Request
Rewrite each of the rows below with "record the pixel coordinates" replaced by "note the pixel positions" and everything else unchanged. Omit the pictures from your version.

Records shown
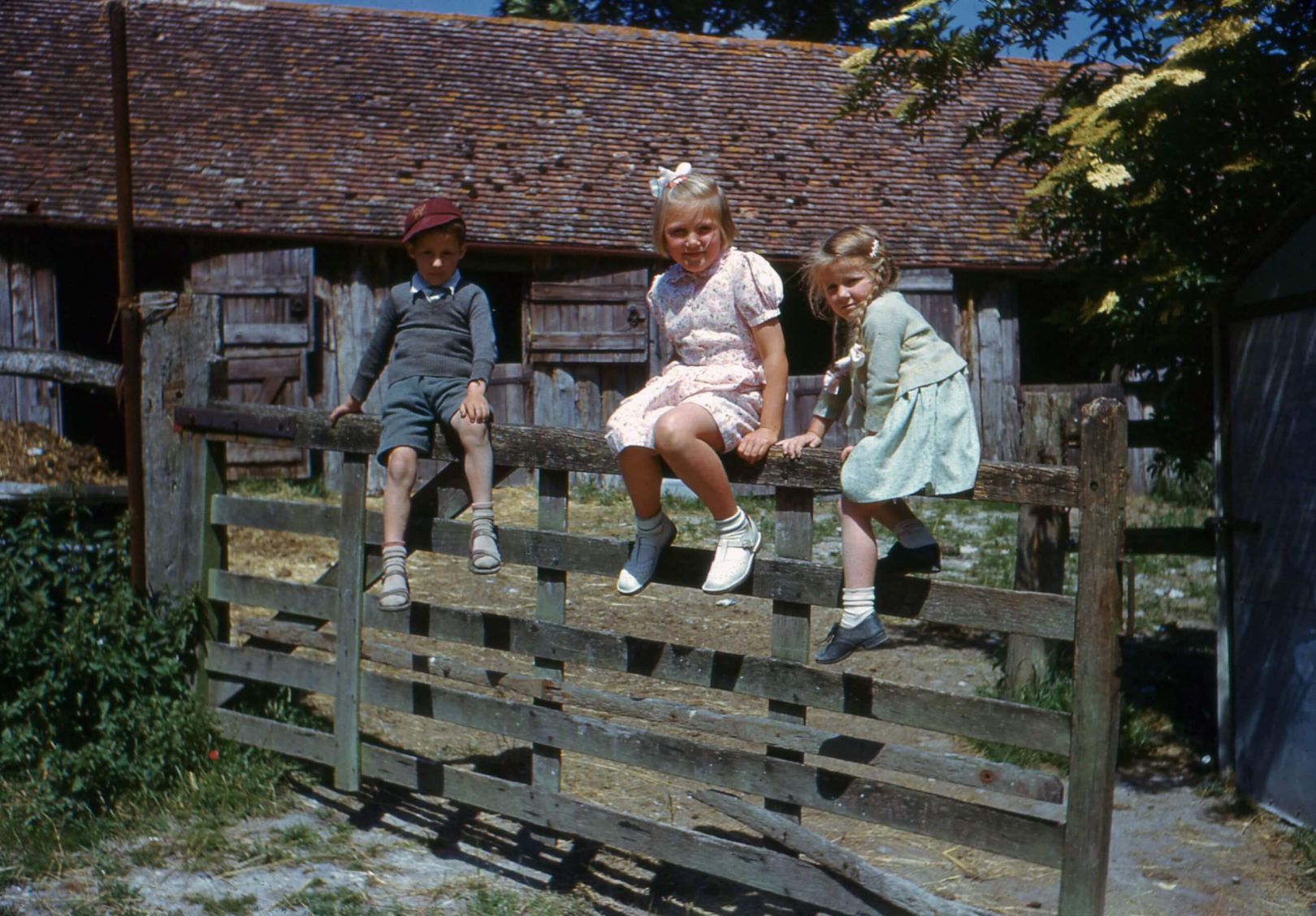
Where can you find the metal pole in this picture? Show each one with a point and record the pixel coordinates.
(129, 320)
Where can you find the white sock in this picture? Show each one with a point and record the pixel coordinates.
(734, 524)
(912, 534)
(855, 606)
(652, 524)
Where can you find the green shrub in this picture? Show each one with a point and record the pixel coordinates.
(95, 701)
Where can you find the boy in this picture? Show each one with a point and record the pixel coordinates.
(441, 365)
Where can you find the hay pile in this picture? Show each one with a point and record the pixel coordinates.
(31, 453)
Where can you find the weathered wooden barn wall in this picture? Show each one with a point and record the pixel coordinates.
(271, 339)
(29, 320)
(1267, 634)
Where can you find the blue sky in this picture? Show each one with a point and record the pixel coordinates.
(963, 8)
(963, 11)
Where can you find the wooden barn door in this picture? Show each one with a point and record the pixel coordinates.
(28, 322)
(269, 331)
(588, 344)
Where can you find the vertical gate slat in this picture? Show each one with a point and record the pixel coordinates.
(1097, 659)
(211, 553)
(791, 619)
(352, 574)
(550, 606)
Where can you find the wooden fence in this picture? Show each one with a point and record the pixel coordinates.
(777, 756)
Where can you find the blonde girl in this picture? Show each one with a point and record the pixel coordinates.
(908, 394)
(723, 391)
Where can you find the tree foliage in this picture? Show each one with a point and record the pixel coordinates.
(844, 21)
(1177, 132)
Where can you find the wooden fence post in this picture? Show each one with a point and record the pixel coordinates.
(1097, 659)
(1042, 536)
(550, 606)
(791, 619)
(352, 578)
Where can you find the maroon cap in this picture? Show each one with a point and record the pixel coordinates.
(433, 212)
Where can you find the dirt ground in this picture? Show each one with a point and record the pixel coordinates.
(1178, 849)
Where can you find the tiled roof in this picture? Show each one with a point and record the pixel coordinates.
(328, 121)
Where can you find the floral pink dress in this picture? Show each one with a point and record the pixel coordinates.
(709, 319)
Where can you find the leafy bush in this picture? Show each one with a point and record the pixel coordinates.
(93, 697)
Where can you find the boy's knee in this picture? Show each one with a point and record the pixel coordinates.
(401, 464)
(473, 434)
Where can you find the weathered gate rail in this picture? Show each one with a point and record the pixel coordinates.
(1002, 808)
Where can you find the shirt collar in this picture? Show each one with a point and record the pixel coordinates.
(420, 286)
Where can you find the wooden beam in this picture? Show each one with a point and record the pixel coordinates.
(753, 676)
(587, 452)
(1097, 663)
(1020, 829)
(959, 769)
(978, 607)
(58, 366)
(903, 897)
(352, 572)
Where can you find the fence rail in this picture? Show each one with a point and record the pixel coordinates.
(373, 657)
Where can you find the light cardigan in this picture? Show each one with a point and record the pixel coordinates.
(902, 353)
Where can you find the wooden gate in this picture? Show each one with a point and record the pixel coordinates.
(842, 767)
(270, 339)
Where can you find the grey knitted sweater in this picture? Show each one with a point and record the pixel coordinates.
(452, 337)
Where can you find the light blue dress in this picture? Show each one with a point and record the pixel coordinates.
(910, 395)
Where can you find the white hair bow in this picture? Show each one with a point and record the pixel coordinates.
(668, 178)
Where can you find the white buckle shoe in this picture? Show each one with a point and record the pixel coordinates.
(734, 558)
(643, 558)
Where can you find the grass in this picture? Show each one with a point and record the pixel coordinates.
(318, 899)
(1305, 845)
(488, 901)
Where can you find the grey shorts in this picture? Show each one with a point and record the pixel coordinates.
(411, 409)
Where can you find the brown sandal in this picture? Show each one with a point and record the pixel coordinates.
(483, 555)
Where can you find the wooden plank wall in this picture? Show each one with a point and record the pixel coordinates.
(270, 331)
(28, 319)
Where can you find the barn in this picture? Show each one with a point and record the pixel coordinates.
(1265, 499)
(275, 148)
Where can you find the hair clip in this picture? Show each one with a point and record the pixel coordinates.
(668, 179)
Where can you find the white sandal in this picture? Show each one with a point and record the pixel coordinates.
(395, 591)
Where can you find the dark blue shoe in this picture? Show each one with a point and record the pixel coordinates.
(841, 642)
(902, 560)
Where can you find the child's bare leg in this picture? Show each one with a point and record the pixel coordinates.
(643, 475)
(478, 464)
(398, 486)
(859, 547)
(859, 627)
(690, 441)
(395, 593)
(916, 549)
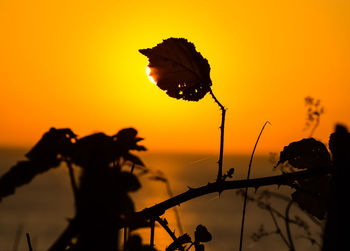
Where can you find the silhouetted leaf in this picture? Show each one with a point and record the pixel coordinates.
(201, 234)
(127, 140)
(133, 158)
(95, 149)
(339, 141)
(199, 247)
(306, 154)
(179, 69)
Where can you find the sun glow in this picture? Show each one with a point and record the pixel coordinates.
(148, 71)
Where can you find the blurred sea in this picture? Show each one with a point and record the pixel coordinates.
(43, 207)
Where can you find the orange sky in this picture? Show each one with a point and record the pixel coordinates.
(76, 64)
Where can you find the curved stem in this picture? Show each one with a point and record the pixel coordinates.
(222, 128)
(289, 234)
(246, 189)
(284, 179)
(278, 229)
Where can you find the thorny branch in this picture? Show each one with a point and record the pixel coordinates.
(284, 179)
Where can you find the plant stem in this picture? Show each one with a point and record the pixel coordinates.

Written solution
Where can you find the metal pole in this picture? Show each one with a point and note the pixel positions.
(129, 320)
Where can you find the white sock in this picture? Show each one with a point and note the pixel positions.
(734, 524)
(912, 534)
(855, 606)
(652, 524)
Where can you find the green shrub in this picture? Show each one with a point and note the pixel positions.
(95, 701)
Where can you find the boy in this picture? Show each one with a point and note the pixel positions.
(441, 365)
Where can you find the hay pile in this picture? Show each one with a point and note the pixel positions.
(31, 453)
Where can you find the weathered wooden barn wall in this picture? Show each one with a point and note the pixel positions.
(271, 339)
(29, 320)
(1267, 634)
Where can you find the blue sky in this picture? Show each one with a point and note the pixel positions.
(963, 8)
(963, 11)
Where can you find the wooden barn door in this picture? Show each one with a point and note the pixel positions.
(28, 322)
(269, 331)
(588, 344)
Where can you find the vertical gate slat in this picture? Show each one with a point and note the pixel positions.
(1097, 659)
(211, 553)
(791, 619)
(352, 574)
(550, 606)
Where can you find the wooden fence in this picture? Show each one with a point and note the pixel positions.
(777, 756)
Where can you find the blonde girl in this picture? Show each one with a point and note the pixel positions.
(908, 394)
(723, 391)
Where can you find the tree foliage in this picture? Show each one with a point and note the pixel positions.
(844, 21)
(1177, 132)
Where can you find the wooden fence post in this picture? Show each one with a point and note the pixel positions.
(1097, 659)
(1042, 536)
(550, 606)
(791, 619)
(352, 578)
Where can you find the maroon cap in this picture? Show each one with a point and note the pixel positions.
(433, 212)
Where can you find the dirt ground in this picture? Show each one with a point and note the pixel positions.
(1178, 849)
Where can you find the tiled roof in this picture? Show each one with a point and note the pixel positions.
(328, 121)
Where can you find the floral pink dress in this picture? Show each one with a point and note the pixel positions.
(709, 319)
Where can you find the leafy bush in this picture? Show each one with a point and note the pixel positions.
(93, 697)
Where can you find the boy's knee in this picture? Show each one with a point and note the pixel positions.
(401, 464)
(473, 434)
Where can you find the weathered gate rail in this picture? Show each one with a point and note the pixel positions.
(1002, 808)
Where can you find the shirt collar in this picture? Show each one with a point and note the pixel positions.
(420, 286)
Where can you find the wooden beam in this picture? Show each one with a point and note the pixel positions.
(753, 676)
(587, 452)
(1097, 663)
(1020, 829)
(959, 769)
(978, 607)
(58, 366)
(903, 897)
(352, 572)
Where can you find the fence rail in this picture? Show each one with a point and note the pixel positions.
(373, 657)
Where can you find the light cardigan in this picture? Show each one with a point and note the pixel positions.
(902, 353)
Where can you find the wooden gate in this picture? Show each one with a point and note the pixel positions.
(842, 767)
(270, 339)
Where can you find the grey knitted sweater in this picture? Show each one with a point and note the pixel positions.
(452, 337)
Where can you find the light blue dress in this picture? Show each one with a point and note the pixel positions.
(910, 395)
Where can you find the white hair bow in this picture? Show each one with a point and note the pixel positions.
(668, 178)
Where can you find the white buckle shoe in this picture? Show each one with a point and note the pixel positions.
(734, 558)
(643, 558)
Where can you find the grass in this picture? Show each one with a point and note the pixel positions.
(318, 899)
(1305, 845)
(488, 901)
Where can you find the grey shorts in this picture? Show each one with a point and note the pixel positions.
(411, 409)
Where can you find the brown sandal in this picture? Show each one with a point and note the pixel positions.
(483, 555)
Where can you find the wooden plank wall in this picture? Show each one with a point and note the pixel positions.
(270, 331)
(28, 319)
Where can you find the barn in this picture? Show each one with a point and note the pixel positions.
(1265, 499)
(275, 148)
Where can you find the hair clip in this picture? Show each one with a point and note the pixel positions.
(668, 179)
Where can you find the white sandal in this picture? Show each one with a point and note the pixel positions.
(395, 591)
Where can you find the dark blue shoe in this picture? Show each one with a point and note the pixel positions.
(841, 642)
(902, 560)
Where can you find the child's bare leg in this picture? Show each one with a point and note the pixel positions.
(643, 475)
(478, 464)
(398, 486)
(859, 547)
(859, 627)
(690, 441)
(395, 593)
(916, 549)
Where can you find the silhouetted leaf in this picture? Show each one with a point and note the pixel positions.
(201, 234)
(127, 140)
(133, 158)
(95, 149)
(339, 141)
(199, 247)
(306, 154)
(179, 69)
Where can you find the sun glow in this picture? Show each one with a point and note the pixel positions.
(148, 71)
Where can you find the blurred sea in this picture? Show each one with a point and note the pixel positions.
(43, 207)
Where can you find the orange sky in this picture? Show each one with a point and note the pixel positions.
(76, 64)
Where can you find the curved stem in this picture? Show each one with a point and note the pixel positions.
(222, 128)
(289, 234)
(246, 189)
(284, 179)
(278, 229)
Where can you find the thorny branch in this picture? Show each one with a point and note the pixel positions.
(284, 179)
Where can you find the plant stem in this picture? Show each one with a point and note the pixel positions.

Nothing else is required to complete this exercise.